THE PROBLEM:
In the copy, keep every record exact and leave out all images.

----- AVAILABLE DATA

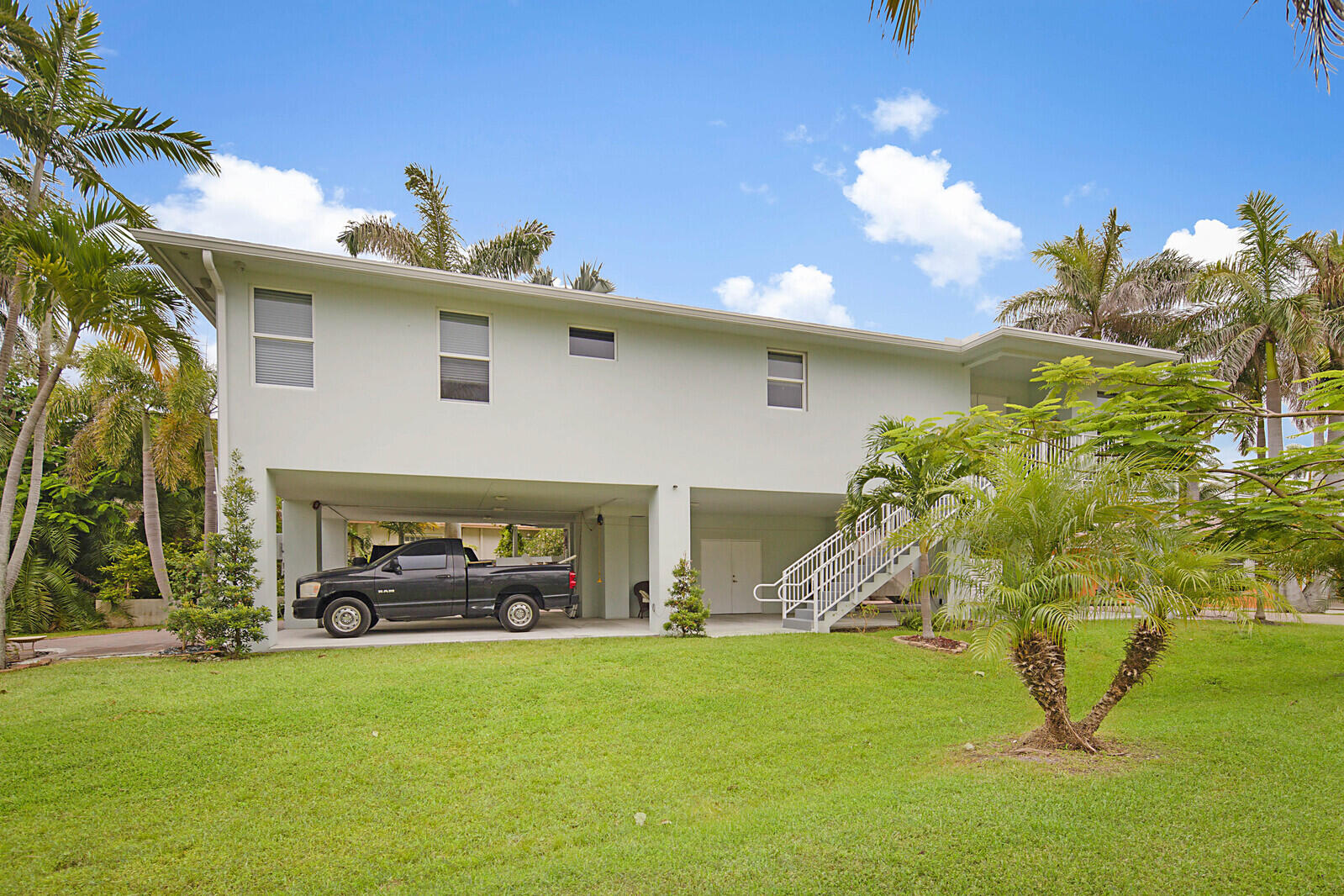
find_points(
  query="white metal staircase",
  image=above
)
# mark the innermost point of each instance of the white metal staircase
(837, 575)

----------

ANSWER SECTION:
find_points(
  query="white metal staircase",
  image=above
)
# mark the innermost point of each instance of the white metal staircase
(837, 575)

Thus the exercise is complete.